• _SET EXERCISE_
Pull out each line of the listing below that contains the string "window".

• _INFORMATION SUPPLIED_
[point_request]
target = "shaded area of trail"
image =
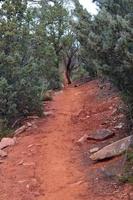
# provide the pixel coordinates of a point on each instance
(47, 164)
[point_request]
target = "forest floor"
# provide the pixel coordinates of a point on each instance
(48, 164)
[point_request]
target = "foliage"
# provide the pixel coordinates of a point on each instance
(107, 42)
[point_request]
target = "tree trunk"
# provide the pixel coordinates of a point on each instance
(68, 77)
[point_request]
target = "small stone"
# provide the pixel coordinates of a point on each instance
(131, 196)
(119, 126)
(82, 139)
(48, 113)
(101, 134)
(95, 149)
(3, 154)
(21, 162)
(5, 142)
(29, 164)
(20, 130)
(28, 124)
(31, 145)
(114, 149)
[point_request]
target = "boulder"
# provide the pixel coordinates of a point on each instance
(113, 149)
(5, 142)
(101, 134)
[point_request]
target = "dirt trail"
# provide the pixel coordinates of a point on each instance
(47, 164)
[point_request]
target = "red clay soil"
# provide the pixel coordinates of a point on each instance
(47, 163)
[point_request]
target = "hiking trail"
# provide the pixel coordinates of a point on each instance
(47, 163)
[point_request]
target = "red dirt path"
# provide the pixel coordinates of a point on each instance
(47, 164)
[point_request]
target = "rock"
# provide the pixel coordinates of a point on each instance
(48, 113)
(113, 149)
(131, 196)
(95, 149)
(82, 139)
(5, 142)
(3, 154)
(28, 124)
(28, 164)
(119, 126)
(20, 130)
(101, 134)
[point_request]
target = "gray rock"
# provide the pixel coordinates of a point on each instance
(95, 149)
(20, 130)
(5, 142)
(119, 126)
(82, 139)
(101, 134)
(48, 113)
(3, 154)
(113, 149)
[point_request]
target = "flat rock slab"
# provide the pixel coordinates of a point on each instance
(113, 149)
(101, 134)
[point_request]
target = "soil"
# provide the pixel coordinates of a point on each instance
(48, 164)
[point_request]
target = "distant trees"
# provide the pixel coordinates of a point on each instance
(107, 42)
(34, 43)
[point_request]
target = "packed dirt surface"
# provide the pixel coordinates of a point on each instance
(48, 164)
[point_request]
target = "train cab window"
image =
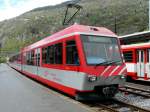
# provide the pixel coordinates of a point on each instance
(128, 56)
(72, 53)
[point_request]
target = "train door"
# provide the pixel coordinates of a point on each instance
(37, 59)
(140, 63)
(148, 63)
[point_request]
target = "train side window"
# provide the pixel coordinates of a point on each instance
(72, 53)
(30, 58)
(52, 54)
(58, 53)
(128, 56)
(44, 51)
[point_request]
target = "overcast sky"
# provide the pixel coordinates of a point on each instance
(12, 8)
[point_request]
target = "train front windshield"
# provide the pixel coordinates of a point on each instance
(101, 50)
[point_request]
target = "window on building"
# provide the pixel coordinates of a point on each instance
(72, 53)
(128, 56)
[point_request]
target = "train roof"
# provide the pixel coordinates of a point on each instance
(136, 46)
(70, 31)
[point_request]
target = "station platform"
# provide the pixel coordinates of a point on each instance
(21, 94)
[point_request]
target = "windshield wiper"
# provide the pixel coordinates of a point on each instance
(106, 63)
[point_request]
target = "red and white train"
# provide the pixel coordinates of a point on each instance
(83, 61)
(137, 58)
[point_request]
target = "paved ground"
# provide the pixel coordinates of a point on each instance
(20, 94)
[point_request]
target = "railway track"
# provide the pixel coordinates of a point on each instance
(121, 105)
(141, 91)
(115, 105)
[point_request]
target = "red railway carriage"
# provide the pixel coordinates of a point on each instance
(82, 61)
(137, 57)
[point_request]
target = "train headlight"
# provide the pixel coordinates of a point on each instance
(92, 78)
(122, 77)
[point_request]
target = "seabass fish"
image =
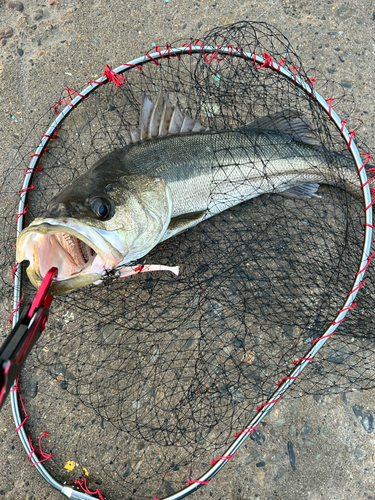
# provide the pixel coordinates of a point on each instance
(173, 174)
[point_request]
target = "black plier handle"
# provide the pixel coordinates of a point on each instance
(22, 338)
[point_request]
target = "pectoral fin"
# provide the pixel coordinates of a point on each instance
(182, 222)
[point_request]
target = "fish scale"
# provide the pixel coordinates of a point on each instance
(157, 187)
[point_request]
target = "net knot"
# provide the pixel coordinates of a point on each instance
(112, 76)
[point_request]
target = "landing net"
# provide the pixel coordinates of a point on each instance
(142, 383)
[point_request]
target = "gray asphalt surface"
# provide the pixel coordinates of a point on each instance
(58, 44)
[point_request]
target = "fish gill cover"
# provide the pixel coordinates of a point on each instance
(144, 380)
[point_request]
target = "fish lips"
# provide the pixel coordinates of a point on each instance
(44, 253)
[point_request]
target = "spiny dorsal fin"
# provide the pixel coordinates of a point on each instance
(288, 122)
(162, 118)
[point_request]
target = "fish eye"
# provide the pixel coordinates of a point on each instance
(101, 208)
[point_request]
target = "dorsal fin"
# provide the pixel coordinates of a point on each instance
(144, 121)
(288, 122)
(161, 119)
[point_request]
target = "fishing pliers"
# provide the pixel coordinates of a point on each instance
(24, 335)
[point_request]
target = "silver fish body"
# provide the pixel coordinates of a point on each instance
(166, 180)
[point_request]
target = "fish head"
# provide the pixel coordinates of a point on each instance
(94, 226)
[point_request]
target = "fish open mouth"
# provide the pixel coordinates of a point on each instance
(79, 252)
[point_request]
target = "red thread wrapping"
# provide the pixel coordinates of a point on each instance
(82, 484)
(38, 168)
(368, 181)
(311, 82)
(280, 64)
(16, 309)
(330, 99)
(22, 213)
(112, 76)
(356, 288)
(287, 378)
(244, 55)
(368, 263)
(152, 59)
(268, 62)
(352, 134)
(225, 457)
(295, 73)
(367, 160)
(74, 92)
(248, 430)
(139, 66)
(347, 308)
(190, 49)
(54, 136)
(337, 322)
(343, 122)
(25, 189)
(39, 155)
(200, 42)
(199, 482)
(372, 191)
(14, 270)
(16, 389)
(269, 403)
(61, 102)
(324, 337)
(296, 361)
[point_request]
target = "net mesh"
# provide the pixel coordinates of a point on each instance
(144, 381)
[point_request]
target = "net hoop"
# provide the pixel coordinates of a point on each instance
(306, 86)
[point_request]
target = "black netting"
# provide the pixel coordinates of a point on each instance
(151, 376)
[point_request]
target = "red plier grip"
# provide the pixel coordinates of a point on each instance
(24, 335)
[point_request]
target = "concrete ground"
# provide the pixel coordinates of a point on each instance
(315, 447)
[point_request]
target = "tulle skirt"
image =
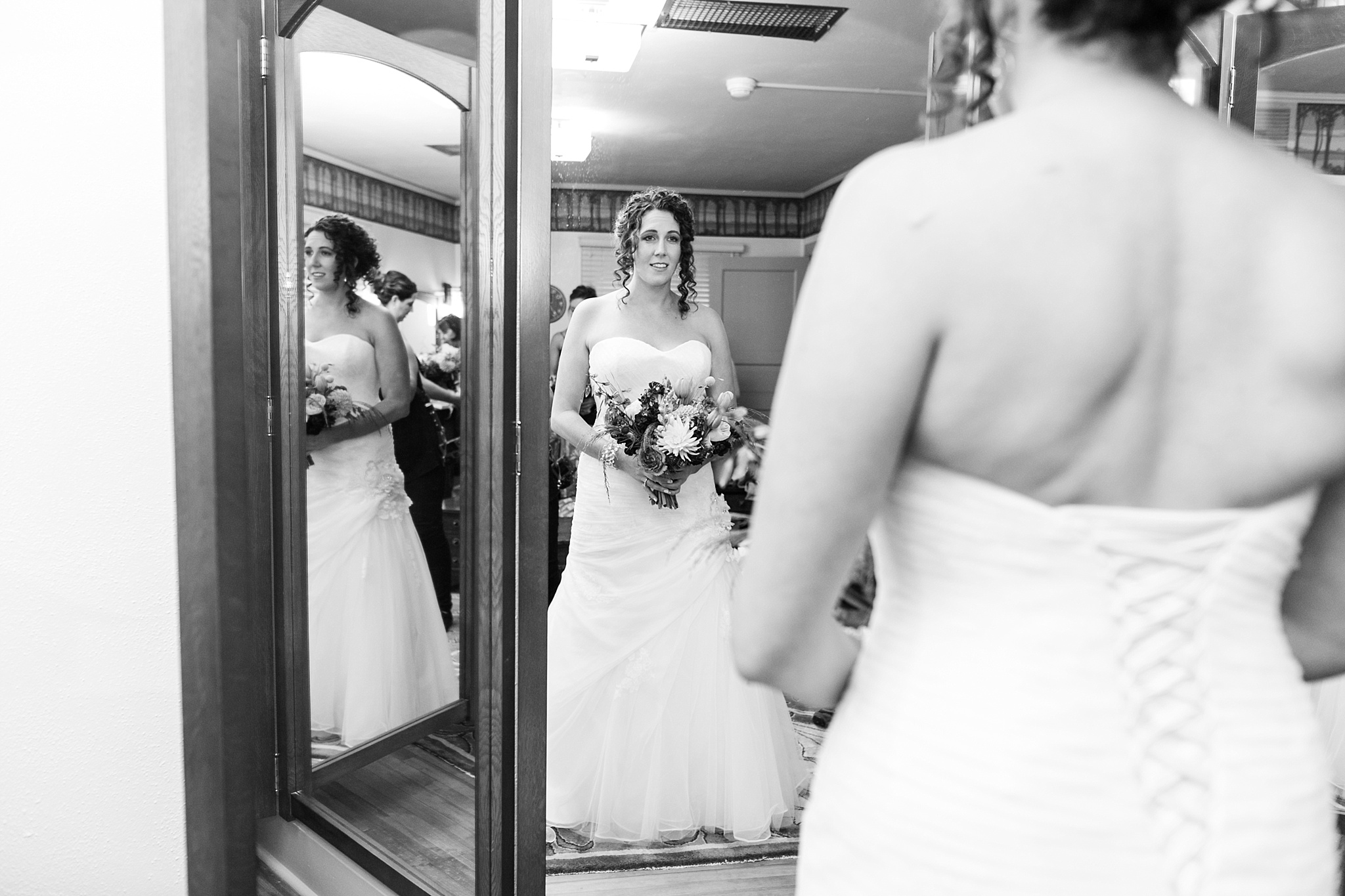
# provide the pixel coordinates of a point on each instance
(377, 651)
(651, 733)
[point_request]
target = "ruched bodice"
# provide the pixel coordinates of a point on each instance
(1074, 700)
(630, 364)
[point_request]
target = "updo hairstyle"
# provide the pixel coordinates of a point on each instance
(1147, 33)
(393, 285)
(357, 254)
(628, 233)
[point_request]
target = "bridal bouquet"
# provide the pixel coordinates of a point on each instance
(441, 366)
(671, 427)
(326, 403)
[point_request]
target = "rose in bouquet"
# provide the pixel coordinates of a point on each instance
(441, 366)
(673, 427)
(326, 403)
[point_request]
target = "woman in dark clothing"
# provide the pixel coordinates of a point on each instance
(416, 446)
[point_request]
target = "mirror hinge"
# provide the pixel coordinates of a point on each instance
(518, 449)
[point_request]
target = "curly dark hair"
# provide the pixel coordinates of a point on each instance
(357, 254)
(393, 285)
(451, 323)
(1146, 32)
(627, 236)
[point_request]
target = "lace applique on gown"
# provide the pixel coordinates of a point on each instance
(377, 651)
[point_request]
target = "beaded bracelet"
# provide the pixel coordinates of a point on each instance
(608, 459)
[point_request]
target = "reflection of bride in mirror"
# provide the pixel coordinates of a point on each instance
(377, 651)
(651, 734)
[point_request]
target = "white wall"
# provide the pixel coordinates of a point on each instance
(92, 785)
(430, 263)
(567, 255)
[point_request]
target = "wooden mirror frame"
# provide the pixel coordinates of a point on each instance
(221, 101)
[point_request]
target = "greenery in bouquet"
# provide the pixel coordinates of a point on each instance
(673, 427)
(326, 403)
(441, 366)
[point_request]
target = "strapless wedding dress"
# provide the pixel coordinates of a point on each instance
(1072, 702)
(378, 654)
(651, 733)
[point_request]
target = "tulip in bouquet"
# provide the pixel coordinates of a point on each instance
(673, 427)
(326, 403)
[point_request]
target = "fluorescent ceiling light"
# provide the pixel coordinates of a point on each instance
(642, 12)
(595, 46)
(600, 35)
(571, 140)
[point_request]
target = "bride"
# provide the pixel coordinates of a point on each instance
(651, 734)
(378, 656)
(1093, 382)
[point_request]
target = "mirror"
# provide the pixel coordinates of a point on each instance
(376, 196)
(382, 155)
(753, 119)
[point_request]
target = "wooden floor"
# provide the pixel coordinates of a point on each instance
(418, 809)
(770, 878)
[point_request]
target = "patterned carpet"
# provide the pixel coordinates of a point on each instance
(707, 848)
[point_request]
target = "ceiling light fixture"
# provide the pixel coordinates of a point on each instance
(743, 88)
(572, 140)
(600, 35)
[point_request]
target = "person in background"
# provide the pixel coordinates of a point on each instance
(417, 450)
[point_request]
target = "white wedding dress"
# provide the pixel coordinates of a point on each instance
(378, 656)
(651, 733)
(1072, 702)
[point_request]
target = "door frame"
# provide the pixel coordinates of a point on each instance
(222, 233)
(326, 32)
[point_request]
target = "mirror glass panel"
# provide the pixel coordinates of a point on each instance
(382, 187)
(753, 124)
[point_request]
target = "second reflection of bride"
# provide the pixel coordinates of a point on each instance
(651, 734)
(378, 654)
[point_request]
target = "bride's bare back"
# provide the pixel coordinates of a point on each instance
(1105, 297)
(1130, 304)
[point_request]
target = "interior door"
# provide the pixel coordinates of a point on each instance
(755, 297)
(331, 37)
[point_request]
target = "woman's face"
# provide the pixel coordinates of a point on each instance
(320, 263)
(658, 247)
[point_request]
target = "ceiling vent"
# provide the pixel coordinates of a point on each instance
(758, 19)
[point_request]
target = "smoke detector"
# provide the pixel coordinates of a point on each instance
(740, 88)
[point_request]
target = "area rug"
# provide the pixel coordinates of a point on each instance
(708, 847)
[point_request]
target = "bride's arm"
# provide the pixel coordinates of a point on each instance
(395, 383)
(860, 344)
(1314, 595)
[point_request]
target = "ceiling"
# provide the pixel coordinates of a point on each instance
(671, 121)
(382, 120)
(444, 24)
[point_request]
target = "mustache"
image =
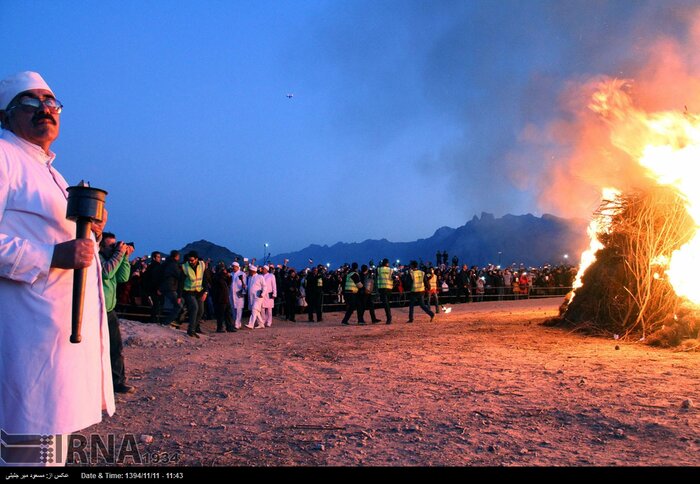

• _ANSWER IN FULL_
target = "train cab window"
target = "train side window"
target = "window on building"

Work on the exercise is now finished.